* Extract *

= = =

Well, i tried all kind of things and now i suspect that this happens when i use
">>" on several points. i.e:
sh-main script runs once : sh-subscript1 >> /var/log/logfile&
sh-subscript1 runs in a while loop: perl-subscript1 >> /var/log/logfile
perl-subscript2 is called sometimes from perl-subscript1: system echo "sdf" | 
perl-subscript2
>>/var/log/logfile

> -----Original Message-----
> From: [EMAIL PROTECTED] [mailto:[EMAIL PROTECTED] Behalf Of
> Nadav Har'El
> Sent: Saturday, August 16, 2003 10:00 AM
> To: Tzahi Fadida
> Cc: [EMAIL PROTECTED]
> Subject: Re: Script refresh
>
>
> On Fri, Aug 15, 2003, Tzahi Fadida wrote about "Script refresh":
> > Hi all,
> > I am trying to understand why when i run an sh script that calls another script, 
> > for
> example perl,
> > when i change one of the subscripts or some configuration file the changes don't 
> > show
> on the running
> > sub script (that is recalled every 15 minutes so it should refresh).
> > is there a refresh command in sh?

= = =

* Prompt A *
Translate the sentence "is there a refresh command in sh?" from the email about script refresh into Spanish.
The email and the records that follow are unrelated material.

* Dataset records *
= = =

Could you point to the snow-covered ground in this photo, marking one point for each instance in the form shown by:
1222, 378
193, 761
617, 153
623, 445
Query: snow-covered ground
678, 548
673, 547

= = =

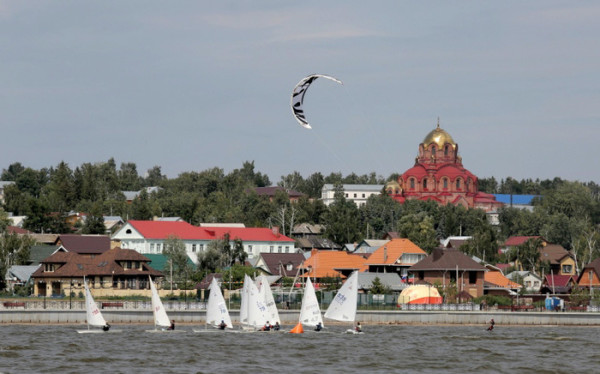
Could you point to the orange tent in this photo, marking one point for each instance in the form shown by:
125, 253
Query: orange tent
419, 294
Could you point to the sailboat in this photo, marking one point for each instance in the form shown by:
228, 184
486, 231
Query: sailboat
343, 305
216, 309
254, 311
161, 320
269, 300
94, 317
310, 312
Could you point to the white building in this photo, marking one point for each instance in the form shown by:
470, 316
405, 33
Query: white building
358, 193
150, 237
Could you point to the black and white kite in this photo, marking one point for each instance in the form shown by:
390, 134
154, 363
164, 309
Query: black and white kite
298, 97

= = =

* Prompt B *
Tally the lines of the records that contain the string "tent". Reply with the number alone.

* Result A *
¿Hay un comando de actualización en sh?

* Result B *
2